**Directions for this task:** Write the next part of the Screenshotty features-and-FAQ page below, picking up right after its last line.

**Document section:**
• • • • •

Everything You Need, Built In

MCP server

Install the Screenshotty MCP server and your agent gets take_screenshot as a tool — see the integration guide.

Vision-ready output

Clean captures (ads and consent banners stripped) make vision-model inputs less noisy.

Deterministic and fast

ready_event control means the agent sees the loaded page, not a loading spinner.

Scales with the loop

Agents iterate; pay-as-you-go overage means an enthusiastic agent never hard-stops mid-task.

Frequently Asked Questions

How do I connect this to Claude Code or Cursor?

Install the Screenshotty MCP server (see /integrations/mcp) with your API key in the environment. The agent then has a take_screenshot tool it can call with a URL and options — no glue code.

Why not have the agent run its own headless browser?

Browser automation inside an agent loop is slow, memory-heavy, and flaky — and a misbehaving page can wedge the whole loop. A capture API keeps the agent's tool call simple, fast, and stateless.

Is there a free tier to try this?

• • • • •

**Given data:**
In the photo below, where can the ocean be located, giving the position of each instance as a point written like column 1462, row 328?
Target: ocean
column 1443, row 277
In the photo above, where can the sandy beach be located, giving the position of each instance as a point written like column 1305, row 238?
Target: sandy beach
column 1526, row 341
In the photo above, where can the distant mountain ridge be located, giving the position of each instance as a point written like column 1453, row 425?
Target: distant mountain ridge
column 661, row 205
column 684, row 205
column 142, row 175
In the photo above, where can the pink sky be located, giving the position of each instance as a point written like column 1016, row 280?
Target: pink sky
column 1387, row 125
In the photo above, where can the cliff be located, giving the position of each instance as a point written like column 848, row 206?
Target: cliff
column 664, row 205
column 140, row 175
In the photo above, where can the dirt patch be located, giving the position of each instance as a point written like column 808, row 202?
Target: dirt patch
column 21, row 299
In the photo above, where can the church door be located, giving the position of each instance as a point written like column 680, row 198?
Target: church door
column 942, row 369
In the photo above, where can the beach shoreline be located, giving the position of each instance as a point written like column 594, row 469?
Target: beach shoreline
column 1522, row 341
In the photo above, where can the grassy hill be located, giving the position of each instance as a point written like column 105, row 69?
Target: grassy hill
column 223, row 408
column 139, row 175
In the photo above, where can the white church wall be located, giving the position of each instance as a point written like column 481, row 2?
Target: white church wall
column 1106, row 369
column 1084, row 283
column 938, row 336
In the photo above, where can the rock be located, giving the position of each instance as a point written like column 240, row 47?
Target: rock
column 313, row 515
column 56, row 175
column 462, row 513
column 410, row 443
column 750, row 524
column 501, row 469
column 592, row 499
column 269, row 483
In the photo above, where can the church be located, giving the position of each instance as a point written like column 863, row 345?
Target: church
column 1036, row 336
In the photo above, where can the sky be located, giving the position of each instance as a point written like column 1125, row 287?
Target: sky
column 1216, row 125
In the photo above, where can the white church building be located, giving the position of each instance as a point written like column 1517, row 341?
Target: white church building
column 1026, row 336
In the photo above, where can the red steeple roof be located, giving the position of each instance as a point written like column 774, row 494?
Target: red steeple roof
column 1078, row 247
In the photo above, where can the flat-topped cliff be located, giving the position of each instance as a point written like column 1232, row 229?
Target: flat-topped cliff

• • • • •

**Response area:**
Yes. 100 screenshots per month free, no credit card required. Paid plans start at $9/month for 2,500 screenshots with $0.004 pay-as-you-go overage.

Image or markdown — which input should I give the model?

Both have a place: screenshots for layout/visual questions, markdown extraction for long-text reasoning. Many pipelines send both — our text-extractor tool shows the markdown side.

Start Capturing in Minutes

100 free screenshots per month. No credit card required.

import anthropic, base64, requests

shot = requests.get(

"https://api.screenshotty.link/api/v1/screenshot",

params={"url": "https://example.com", "adblock": True},

headers={"X-Api-Key": "YOUR_API_KEY"},

).content

client = anthropic.Anthropic()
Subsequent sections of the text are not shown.